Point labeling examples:
───

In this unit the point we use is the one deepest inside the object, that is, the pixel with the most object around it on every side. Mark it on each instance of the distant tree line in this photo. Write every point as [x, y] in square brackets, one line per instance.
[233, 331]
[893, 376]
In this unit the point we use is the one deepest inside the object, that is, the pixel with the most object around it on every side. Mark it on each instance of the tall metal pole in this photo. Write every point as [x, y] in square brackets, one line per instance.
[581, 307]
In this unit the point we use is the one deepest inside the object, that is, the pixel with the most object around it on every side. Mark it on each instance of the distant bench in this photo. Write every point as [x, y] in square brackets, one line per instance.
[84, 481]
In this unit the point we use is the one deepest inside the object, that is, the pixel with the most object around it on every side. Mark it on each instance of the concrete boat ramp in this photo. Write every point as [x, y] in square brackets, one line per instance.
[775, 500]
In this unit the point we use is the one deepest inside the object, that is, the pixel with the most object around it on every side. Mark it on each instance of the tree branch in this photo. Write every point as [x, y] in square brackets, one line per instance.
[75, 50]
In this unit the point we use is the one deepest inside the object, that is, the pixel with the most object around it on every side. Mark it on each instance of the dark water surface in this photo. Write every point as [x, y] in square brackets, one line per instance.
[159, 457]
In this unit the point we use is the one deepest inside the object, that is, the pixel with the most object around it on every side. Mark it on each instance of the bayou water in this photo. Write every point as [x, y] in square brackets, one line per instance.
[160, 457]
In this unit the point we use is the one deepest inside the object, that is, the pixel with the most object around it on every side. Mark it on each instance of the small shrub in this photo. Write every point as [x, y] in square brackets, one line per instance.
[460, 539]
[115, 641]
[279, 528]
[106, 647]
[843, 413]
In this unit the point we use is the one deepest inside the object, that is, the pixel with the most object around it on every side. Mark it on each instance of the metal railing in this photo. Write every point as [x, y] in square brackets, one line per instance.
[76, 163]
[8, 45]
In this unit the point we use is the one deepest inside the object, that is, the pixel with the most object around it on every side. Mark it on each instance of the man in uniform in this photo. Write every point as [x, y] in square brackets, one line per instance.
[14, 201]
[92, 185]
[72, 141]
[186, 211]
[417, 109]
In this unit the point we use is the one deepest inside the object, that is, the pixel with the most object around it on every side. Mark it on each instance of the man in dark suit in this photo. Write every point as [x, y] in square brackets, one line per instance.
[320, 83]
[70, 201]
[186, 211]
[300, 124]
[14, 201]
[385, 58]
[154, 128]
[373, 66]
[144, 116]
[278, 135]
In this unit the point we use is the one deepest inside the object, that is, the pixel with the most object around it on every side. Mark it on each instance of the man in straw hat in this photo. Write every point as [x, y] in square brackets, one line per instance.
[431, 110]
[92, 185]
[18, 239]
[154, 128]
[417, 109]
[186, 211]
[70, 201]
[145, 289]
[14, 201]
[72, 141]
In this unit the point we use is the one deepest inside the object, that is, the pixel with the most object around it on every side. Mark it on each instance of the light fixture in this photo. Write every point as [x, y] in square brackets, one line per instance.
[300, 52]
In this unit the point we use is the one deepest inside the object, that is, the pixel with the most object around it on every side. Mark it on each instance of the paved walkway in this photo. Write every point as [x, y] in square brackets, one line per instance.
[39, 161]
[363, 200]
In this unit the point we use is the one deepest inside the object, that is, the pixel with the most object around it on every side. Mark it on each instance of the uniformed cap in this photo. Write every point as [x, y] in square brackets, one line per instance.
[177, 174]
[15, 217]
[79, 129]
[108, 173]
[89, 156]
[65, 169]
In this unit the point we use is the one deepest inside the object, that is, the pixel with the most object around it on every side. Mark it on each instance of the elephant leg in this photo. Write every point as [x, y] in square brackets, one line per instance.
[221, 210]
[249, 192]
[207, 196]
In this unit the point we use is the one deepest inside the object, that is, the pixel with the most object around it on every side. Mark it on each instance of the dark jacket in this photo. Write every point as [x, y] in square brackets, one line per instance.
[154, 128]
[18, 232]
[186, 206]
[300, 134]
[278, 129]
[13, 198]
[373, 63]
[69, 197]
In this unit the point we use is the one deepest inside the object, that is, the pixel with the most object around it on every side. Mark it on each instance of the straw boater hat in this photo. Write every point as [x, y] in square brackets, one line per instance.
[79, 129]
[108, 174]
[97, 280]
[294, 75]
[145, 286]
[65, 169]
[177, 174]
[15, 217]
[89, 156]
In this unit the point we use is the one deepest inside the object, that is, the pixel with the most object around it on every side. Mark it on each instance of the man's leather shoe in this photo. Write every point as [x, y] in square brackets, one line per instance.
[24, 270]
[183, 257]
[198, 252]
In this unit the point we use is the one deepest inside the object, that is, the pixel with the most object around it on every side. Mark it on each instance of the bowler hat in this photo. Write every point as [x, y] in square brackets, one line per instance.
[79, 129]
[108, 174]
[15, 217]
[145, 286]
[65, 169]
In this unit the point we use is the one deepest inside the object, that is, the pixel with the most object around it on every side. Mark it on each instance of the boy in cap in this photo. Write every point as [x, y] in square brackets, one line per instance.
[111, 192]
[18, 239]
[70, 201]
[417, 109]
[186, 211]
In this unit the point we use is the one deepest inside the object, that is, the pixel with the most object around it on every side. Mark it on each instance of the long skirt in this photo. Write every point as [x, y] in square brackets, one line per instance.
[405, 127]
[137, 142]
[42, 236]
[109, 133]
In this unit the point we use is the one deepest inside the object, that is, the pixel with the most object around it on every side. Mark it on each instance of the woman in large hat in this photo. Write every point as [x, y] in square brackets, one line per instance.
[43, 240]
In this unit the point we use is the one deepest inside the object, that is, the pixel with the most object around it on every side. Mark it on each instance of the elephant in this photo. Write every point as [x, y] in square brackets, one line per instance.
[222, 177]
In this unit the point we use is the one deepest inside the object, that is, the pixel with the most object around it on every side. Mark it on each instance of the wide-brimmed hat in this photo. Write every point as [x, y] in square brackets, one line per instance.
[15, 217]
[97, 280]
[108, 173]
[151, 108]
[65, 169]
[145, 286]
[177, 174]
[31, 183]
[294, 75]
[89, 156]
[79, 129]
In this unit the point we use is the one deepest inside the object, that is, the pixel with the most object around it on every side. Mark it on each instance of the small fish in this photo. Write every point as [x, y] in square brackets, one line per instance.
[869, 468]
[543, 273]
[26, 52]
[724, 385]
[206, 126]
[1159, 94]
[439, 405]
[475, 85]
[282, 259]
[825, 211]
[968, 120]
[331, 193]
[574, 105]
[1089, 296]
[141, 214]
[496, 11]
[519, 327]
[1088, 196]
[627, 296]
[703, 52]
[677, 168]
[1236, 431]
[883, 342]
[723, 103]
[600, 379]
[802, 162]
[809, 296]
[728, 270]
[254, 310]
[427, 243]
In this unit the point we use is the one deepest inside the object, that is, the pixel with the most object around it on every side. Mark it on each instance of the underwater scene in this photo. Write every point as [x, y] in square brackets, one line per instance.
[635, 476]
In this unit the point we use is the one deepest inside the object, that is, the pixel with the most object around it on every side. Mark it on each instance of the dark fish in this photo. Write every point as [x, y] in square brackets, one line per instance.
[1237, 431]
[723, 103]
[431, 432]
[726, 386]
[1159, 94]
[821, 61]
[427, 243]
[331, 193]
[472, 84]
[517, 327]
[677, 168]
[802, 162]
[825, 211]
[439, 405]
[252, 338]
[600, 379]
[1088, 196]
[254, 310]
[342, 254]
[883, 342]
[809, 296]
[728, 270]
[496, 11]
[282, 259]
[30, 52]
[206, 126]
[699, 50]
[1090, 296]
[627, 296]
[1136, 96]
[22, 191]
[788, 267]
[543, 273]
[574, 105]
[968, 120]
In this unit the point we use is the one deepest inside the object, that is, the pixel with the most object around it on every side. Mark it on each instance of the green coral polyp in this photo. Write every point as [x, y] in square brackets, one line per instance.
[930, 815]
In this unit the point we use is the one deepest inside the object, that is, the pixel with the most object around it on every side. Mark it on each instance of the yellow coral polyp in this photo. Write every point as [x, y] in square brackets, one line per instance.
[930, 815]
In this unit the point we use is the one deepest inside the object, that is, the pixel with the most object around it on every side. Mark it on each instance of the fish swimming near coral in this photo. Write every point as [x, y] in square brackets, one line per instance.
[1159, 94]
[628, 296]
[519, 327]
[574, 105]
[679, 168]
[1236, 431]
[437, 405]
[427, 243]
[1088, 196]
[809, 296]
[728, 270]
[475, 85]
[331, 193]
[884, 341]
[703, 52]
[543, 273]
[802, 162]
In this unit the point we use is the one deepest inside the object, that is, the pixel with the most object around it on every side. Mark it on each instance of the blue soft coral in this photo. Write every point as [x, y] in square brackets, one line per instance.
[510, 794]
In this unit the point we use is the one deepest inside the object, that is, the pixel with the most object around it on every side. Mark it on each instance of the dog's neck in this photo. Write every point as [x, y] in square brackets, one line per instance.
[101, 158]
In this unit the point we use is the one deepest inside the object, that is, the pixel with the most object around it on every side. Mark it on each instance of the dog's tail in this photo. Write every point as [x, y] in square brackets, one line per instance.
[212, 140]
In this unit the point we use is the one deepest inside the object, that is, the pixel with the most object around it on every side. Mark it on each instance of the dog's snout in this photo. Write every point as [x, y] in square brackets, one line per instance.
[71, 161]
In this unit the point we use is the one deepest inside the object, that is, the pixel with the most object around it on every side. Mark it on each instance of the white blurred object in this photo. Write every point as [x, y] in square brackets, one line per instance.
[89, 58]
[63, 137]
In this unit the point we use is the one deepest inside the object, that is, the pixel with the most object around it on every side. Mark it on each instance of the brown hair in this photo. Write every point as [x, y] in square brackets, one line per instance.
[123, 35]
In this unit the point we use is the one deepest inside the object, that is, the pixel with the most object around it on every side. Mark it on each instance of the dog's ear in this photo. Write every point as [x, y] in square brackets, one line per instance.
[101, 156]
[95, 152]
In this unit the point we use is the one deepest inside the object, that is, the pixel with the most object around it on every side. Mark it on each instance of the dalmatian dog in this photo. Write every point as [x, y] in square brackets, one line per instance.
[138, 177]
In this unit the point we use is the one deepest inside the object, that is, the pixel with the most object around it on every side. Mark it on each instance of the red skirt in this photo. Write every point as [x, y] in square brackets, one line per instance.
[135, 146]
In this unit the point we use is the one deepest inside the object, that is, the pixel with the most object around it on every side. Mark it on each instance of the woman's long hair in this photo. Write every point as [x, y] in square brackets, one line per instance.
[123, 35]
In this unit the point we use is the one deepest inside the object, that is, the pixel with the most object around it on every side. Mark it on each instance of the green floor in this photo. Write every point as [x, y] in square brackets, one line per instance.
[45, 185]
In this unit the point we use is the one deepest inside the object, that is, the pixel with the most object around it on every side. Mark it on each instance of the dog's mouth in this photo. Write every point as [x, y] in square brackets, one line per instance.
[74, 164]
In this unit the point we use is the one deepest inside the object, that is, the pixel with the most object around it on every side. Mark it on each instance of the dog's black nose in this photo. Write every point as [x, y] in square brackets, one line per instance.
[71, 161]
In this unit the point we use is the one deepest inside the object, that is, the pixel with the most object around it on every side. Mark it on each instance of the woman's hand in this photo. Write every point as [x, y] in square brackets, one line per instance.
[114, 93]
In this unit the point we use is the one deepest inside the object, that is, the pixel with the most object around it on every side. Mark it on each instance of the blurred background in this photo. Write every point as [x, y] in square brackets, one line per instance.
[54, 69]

───

> **REQUIREMENT**
Retype, exactly and only, the lines running from the one with "the dog's black" through the final line of the listing above.

> **ANSWER TO THE PROBLEM**
In this unit the point we use is the one deepest inside the object, that is, the pixel with the most object around it on every side. Mark it on each instance of the dog's black nose in this photo. Write every point as [x, y] in square brackets, one line per instance.
[71, 161]
In this unit the point we use is the one deepest inside the object, that is, the pixel with the most object around it on every side. Mark it on each instance of the woman's hand in this photo. Write every point as [x, y] in square brackets, one line per instance.
[114, 93]
In this unit the point we use is the one deepest inside the object, that is, the pixel with the most object around it on every side. Mark it on each instance of the blurred background in this photo. Write every point as [x, y] in square brackets, one line per instance.
[54, 69]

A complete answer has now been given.